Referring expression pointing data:
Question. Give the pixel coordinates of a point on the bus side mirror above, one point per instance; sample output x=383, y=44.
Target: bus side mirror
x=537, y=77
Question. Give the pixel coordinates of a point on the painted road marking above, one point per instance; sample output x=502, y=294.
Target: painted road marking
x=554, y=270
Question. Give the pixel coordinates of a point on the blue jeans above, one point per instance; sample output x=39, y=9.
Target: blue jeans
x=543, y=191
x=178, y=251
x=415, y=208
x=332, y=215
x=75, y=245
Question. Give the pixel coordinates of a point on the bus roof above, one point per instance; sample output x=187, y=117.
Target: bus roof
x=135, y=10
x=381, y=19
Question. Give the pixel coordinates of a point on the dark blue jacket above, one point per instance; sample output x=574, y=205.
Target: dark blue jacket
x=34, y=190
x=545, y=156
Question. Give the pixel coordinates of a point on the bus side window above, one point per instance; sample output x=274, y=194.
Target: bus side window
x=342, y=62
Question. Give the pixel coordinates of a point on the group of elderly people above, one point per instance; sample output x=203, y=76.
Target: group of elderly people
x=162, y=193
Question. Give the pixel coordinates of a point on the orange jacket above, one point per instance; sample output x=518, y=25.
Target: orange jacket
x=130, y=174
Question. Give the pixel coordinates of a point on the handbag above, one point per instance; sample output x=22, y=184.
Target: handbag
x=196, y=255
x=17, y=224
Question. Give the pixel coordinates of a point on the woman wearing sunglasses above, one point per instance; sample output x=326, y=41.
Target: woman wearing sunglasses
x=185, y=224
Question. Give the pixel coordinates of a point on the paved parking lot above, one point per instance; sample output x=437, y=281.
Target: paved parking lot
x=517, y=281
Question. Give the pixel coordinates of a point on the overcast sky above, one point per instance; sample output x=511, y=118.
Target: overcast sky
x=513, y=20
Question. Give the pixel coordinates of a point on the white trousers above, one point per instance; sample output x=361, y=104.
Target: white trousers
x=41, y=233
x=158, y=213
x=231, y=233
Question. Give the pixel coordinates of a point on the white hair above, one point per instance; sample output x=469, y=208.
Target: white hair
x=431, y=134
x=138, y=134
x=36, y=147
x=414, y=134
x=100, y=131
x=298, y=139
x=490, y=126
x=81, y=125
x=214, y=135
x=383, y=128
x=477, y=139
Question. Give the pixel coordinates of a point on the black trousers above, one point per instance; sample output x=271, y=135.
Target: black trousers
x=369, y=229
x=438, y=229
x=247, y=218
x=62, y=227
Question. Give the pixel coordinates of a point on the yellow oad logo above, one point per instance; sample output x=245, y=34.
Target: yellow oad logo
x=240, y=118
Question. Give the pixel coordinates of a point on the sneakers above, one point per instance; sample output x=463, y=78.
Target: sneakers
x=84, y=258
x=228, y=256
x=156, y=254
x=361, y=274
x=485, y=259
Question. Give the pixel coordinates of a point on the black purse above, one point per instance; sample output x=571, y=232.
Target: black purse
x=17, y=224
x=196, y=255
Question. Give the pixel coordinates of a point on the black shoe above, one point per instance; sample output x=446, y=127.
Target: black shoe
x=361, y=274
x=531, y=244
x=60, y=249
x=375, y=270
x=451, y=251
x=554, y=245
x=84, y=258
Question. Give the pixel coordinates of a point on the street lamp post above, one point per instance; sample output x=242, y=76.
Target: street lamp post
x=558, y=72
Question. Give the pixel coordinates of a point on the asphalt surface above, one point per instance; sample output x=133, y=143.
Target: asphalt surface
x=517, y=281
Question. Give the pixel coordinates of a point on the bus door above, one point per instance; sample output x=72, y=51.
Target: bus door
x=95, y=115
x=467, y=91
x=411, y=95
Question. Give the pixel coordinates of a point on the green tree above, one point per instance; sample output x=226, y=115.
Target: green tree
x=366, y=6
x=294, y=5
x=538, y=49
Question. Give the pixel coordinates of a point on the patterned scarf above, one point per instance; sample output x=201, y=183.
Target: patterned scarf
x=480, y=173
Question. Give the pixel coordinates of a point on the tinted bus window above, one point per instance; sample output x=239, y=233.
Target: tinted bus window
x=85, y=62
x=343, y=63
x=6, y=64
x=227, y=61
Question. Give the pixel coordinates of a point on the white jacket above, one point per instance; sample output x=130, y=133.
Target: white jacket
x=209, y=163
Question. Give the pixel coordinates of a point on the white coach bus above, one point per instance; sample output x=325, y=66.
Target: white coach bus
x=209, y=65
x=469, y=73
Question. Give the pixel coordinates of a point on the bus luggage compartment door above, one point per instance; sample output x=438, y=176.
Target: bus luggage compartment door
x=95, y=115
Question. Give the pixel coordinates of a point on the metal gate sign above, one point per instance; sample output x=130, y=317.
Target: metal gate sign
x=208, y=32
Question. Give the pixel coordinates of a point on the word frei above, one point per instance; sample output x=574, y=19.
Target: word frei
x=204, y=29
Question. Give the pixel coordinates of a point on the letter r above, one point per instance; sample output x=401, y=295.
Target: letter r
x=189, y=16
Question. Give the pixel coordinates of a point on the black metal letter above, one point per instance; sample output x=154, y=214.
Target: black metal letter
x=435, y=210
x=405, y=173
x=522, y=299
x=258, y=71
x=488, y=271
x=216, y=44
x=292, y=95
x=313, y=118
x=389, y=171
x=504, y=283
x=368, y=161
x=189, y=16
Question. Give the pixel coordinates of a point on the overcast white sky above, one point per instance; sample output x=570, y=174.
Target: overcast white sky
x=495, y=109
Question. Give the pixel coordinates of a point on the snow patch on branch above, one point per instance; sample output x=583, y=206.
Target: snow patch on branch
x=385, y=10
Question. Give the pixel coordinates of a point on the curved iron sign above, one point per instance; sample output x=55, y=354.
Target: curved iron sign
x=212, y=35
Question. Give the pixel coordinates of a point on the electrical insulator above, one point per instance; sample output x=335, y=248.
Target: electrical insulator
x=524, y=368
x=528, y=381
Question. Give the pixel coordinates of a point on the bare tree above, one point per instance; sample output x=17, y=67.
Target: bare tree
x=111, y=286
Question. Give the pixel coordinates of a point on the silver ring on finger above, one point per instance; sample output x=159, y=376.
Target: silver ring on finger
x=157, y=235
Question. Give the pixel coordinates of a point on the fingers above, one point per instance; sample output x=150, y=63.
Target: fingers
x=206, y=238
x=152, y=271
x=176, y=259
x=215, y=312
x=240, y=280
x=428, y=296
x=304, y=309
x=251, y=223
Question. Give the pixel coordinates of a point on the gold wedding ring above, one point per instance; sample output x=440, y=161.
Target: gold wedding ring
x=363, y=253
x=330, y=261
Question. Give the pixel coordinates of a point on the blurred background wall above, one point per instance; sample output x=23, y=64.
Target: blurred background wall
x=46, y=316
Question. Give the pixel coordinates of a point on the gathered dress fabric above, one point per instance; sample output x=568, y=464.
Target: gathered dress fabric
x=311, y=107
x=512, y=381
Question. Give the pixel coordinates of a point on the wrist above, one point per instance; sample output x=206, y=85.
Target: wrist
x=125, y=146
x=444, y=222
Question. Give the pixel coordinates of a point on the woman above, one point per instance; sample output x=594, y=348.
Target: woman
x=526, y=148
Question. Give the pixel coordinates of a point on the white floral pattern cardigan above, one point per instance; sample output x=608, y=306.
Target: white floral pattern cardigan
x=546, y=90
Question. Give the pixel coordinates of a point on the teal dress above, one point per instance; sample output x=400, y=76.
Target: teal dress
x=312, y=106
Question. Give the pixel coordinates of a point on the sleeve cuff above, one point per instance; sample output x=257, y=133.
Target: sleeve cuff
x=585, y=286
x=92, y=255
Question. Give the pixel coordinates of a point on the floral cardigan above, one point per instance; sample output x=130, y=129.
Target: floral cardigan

**Task to carry out**
Using the entries above, output exactly the lines between the line holding "Target: dark blue jacket" and the line holding "output x=469, y=208.", end lines included, and nothing more.

**Output**
Target: dark blue jacket
x=34, y=190
x=545, y=156
Question. Give the pixel coordinates of a point on the bus side window above, one point per instance; sample output x=274, y=194.
Target: bus side window
x=342, y=62
Question. Give the pixel coordinates of a point on the group of elderly people above, one point per instance; sample output x=203, y=76.
Target: group of elderly people
x=162, y=193
Question. Give the pixel coordinates of a point on the orange jacket above, one point per instance; sample output x=518, y=25.
Target: orange jacket
x=130, y=174
Question. Give the pixel coordinates of a point on the handbag above, one point per instance; sample output x=22, y=184.
Target: handbag
x=196, y=255
x=17, y=224
Question. Give the pixel coordinates of a point on the woman wearing sunglasses above, one point per instance; sample output x=326, y=41.
Target: woman wearing sunglasses
x=185, y=224
Question. Give the pixel coordinates of a point on the paved parking lot above, one point per instance; sample output x=437, y=281.
Target: paved parking lot
x=517, y=281
Question. Give the pixel coordinates of a point on the overcast sky above, one point per instance; sample output x=511, y=118.
Target: overcast sky
x=513, y=20
Question. Give the pixel coordinates of a point on the white trousers above, one point per instance; sample output x=361, y=104.
Target: white trousers
x=41, y=233
x=158, y=213
x=231, y=233
Question. Give the pixel coordinates of a point on the white hair above, one point per instance; sample output x=469, y=208.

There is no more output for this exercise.